(Provided records begins)

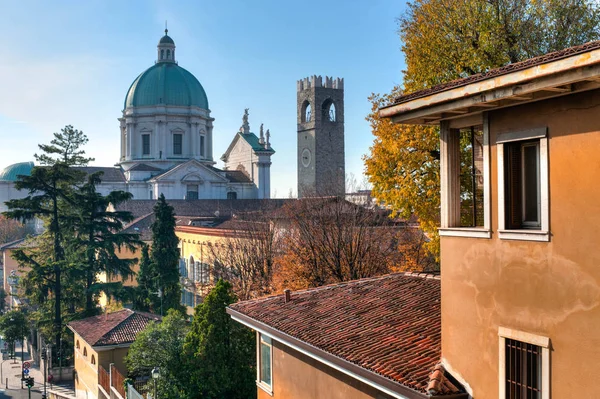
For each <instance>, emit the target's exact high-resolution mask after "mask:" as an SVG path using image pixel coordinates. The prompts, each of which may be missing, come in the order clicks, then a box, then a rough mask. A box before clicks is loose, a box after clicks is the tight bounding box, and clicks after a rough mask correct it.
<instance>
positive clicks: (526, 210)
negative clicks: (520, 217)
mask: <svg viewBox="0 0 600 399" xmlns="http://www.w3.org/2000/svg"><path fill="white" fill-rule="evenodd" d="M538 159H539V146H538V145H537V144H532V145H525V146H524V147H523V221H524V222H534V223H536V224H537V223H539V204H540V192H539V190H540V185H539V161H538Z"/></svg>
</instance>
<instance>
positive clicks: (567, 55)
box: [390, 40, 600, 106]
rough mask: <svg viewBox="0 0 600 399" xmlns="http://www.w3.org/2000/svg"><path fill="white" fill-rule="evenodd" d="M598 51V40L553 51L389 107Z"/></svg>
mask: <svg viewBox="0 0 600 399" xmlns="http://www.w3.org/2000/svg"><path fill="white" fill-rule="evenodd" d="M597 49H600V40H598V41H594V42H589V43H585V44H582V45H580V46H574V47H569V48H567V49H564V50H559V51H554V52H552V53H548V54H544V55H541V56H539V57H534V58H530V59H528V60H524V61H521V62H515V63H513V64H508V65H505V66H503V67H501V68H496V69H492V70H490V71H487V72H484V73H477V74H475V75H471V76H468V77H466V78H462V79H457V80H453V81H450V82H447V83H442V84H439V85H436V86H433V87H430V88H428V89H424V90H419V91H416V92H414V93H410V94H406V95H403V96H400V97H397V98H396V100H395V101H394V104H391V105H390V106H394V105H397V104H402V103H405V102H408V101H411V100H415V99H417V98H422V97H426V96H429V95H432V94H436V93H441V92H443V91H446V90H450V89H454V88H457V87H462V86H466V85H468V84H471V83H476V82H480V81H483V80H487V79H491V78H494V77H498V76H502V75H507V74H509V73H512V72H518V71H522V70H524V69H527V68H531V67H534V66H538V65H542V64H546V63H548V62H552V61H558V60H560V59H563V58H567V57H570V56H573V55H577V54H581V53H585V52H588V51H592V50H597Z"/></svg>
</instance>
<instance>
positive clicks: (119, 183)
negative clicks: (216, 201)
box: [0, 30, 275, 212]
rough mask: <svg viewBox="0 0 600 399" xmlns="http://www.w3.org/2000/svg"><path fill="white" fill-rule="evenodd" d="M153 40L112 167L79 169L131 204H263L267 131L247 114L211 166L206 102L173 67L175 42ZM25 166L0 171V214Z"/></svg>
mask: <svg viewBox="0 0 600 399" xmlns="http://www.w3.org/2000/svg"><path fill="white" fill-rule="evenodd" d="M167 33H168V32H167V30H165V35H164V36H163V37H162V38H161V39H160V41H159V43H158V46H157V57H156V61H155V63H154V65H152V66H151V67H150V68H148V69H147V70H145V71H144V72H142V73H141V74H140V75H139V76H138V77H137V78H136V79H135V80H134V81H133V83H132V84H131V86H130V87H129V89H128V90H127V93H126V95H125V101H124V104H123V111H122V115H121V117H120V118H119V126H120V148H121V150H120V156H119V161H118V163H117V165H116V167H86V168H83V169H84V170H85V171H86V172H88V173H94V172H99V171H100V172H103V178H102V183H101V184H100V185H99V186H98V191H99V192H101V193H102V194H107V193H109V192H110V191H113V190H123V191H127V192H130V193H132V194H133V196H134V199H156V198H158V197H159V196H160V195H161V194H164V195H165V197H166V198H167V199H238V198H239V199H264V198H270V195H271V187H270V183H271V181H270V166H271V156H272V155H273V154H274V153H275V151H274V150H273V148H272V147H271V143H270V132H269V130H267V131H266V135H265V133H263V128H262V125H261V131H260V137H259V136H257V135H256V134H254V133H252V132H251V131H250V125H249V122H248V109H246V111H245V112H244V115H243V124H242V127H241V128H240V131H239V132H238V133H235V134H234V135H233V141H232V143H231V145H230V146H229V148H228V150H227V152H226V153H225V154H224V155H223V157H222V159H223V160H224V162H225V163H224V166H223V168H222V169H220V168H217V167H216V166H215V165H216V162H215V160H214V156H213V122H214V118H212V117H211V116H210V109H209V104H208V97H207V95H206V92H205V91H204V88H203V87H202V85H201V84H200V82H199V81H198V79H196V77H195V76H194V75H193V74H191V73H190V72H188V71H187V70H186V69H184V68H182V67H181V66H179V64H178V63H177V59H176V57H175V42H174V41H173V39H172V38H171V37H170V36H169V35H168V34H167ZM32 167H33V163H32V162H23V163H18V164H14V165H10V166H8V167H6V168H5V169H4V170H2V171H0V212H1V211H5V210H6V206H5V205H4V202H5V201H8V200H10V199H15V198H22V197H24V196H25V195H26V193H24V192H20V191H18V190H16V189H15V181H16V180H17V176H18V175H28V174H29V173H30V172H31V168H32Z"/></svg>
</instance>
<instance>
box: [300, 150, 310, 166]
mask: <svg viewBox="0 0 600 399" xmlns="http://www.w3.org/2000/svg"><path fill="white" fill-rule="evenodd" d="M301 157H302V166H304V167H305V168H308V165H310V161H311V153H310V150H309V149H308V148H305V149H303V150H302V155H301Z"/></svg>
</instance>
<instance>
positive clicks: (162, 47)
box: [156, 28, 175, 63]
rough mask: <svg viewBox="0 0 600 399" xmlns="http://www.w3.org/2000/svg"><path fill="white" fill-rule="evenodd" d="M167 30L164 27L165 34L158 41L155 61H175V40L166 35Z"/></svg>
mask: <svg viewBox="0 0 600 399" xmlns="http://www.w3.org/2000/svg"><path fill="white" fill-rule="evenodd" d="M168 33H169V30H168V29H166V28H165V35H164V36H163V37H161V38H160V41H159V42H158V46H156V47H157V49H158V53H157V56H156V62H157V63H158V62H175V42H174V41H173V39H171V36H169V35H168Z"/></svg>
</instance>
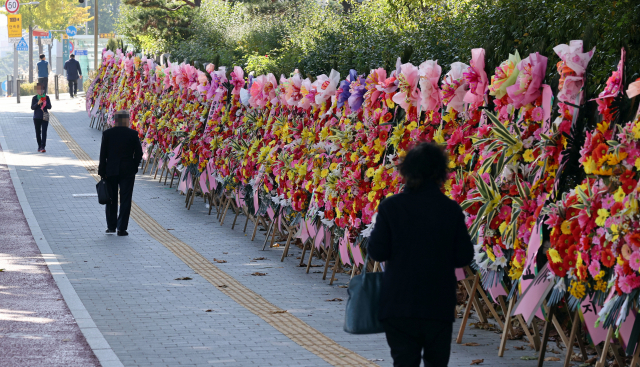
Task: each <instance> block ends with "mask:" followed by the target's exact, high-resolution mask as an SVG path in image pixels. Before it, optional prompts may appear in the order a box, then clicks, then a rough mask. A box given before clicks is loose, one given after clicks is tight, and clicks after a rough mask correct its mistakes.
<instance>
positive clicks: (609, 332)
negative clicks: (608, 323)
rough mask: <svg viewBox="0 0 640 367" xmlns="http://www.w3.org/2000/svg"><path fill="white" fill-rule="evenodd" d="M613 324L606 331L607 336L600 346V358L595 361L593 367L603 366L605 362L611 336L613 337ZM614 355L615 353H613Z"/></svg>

(Provided records ends)
(Provided records begins)

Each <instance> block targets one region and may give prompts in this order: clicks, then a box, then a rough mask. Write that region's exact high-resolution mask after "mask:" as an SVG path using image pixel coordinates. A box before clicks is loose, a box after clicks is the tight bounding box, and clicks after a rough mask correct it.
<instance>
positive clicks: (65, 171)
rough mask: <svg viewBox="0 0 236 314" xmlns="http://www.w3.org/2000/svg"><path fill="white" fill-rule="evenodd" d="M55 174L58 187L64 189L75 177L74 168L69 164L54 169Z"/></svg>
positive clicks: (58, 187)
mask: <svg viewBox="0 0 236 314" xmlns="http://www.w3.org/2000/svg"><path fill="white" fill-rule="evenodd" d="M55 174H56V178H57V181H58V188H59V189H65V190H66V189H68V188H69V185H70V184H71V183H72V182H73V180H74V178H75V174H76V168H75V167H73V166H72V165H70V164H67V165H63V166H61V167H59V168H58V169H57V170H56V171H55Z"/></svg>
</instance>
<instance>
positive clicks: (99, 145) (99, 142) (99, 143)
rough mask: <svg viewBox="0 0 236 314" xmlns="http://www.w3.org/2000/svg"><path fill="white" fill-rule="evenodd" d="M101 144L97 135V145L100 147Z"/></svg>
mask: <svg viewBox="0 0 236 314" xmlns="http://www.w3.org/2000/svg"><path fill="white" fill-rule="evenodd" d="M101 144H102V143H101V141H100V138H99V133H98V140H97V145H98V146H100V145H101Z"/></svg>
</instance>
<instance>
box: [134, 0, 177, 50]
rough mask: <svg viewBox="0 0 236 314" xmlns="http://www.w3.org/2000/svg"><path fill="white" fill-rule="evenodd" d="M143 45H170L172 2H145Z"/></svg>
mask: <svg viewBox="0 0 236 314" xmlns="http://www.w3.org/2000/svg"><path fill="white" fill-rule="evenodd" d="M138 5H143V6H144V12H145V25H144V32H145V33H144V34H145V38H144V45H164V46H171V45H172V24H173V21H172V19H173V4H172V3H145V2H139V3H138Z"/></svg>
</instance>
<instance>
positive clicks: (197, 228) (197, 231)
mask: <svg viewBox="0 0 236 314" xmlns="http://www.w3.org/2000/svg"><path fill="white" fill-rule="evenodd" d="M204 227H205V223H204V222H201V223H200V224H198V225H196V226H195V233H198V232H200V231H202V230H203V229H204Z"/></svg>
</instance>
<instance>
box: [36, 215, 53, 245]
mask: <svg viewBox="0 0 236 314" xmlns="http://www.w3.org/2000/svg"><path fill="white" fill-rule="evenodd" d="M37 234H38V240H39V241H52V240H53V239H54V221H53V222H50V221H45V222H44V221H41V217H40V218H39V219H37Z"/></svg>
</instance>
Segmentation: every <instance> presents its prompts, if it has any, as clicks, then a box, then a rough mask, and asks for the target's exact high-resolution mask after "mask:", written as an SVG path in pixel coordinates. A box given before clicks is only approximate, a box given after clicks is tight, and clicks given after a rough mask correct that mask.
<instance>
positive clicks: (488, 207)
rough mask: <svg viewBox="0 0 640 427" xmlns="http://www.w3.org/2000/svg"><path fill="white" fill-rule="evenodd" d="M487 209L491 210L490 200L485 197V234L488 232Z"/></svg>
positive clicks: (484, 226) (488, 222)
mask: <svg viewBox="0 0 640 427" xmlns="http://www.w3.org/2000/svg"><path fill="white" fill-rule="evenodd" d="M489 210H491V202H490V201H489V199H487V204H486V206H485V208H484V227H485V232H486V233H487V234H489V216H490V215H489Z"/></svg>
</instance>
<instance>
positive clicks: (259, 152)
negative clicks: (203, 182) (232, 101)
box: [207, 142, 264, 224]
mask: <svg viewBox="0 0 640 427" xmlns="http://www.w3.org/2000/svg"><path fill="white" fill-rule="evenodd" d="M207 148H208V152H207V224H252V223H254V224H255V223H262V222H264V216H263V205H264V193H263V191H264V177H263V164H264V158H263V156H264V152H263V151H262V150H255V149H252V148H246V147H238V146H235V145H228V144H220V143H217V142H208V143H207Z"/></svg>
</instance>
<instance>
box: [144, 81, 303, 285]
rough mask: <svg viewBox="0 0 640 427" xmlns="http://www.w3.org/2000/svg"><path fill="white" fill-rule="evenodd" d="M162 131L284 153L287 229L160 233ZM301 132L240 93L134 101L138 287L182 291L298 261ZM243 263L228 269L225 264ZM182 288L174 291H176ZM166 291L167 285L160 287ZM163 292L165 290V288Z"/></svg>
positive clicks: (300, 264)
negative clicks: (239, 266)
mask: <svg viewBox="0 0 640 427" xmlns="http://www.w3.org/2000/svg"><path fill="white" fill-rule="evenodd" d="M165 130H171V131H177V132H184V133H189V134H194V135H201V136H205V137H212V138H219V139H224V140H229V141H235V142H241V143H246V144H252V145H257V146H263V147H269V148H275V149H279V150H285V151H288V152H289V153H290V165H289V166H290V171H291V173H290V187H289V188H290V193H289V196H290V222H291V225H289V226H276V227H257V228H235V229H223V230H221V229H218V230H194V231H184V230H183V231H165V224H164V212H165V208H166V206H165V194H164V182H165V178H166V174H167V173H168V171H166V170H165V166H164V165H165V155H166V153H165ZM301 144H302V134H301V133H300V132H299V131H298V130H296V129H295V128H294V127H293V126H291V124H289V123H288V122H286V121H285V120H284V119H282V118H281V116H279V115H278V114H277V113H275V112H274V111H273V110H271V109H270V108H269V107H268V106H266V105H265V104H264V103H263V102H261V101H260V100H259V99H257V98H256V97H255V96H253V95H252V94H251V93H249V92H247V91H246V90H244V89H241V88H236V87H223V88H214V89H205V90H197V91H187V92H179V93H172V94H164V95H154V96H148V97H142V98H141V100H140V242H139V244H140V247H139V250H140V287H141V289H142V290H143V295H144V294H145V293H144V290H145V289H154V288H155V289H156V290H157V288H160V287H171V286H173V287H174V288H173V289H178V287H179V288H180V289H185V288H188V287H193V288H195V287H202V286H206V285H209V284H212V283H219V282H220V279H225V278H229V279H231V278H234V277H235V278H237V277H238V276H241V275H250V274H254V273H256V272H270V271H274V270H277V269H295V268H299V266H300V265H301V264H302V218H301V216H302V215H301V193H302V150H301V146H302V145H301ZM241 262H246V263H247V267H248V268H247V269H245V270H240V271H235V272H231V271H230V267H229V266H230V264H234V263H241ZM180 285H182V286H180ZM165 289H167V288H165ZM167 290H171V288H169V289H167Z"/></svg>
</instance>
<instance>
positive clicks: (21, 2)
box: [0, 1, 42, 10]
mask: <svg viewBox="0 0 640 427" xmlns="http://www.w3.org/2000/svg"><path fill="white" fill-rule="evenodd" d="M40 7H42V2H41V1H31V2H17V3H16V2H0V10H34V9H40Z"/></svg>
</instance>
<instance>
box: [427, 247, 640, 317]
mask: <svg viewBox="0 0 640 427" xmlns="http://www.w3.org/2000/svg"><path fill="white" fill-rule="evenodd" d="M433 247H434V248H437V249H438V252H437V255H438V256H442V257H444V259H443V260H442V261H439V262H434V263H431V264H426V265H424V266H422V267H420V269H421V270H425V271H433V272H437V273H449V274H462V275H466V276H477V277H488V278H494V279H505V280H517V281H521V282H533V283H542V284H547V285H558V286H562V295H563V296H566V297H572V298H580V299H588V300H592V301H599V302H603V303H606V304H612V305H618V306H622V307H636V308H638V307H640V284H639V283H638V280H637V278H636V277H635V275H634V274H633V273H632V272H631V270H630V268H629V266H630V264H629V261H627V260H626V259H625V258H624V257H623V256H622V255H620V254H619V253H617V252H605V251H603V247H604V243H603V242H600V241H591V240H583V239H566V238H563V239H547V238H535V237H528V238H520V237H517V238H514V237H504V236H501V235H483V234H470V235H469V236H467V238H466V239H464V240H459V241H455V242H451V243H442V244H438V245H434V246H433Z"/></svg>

(Provided records ends)

Out of the data above, give again only the lines starting at the one holding "174L58 187L64 189L75" and ending at the one holding "positive clicks: (99, 145)", unchanged.

rough mask: <svg viewBox="0 0 236 314" xmlns="http://www.w3.org/2000/svg"><path fill="white" fill-rule="evenodd" d="M55 174L58 187L64 189L75 177L74 168L69 164L54 169Z"/></svg>
positive clicks: (58, 187)
mask: <svg viewBox="0 0 236 314" xmlns="http://www.w3.org/2000/svg"><path fill="white" fill-rule="evenodd" d="M55 174H56V178H57V181H58V188H59V189H65V190H66V189H68V188H69V185H70V184H71V183H72V182H73V180H74V178H75V174H76V168H75V167H73V166H72V165H70V164H67V165H63V166H61V167H59V168H58V169H57V170H56V171H55Z"/></svg>
</instance>
<instance>
positive clicks: (99, 145) (99, 142) (99, 143)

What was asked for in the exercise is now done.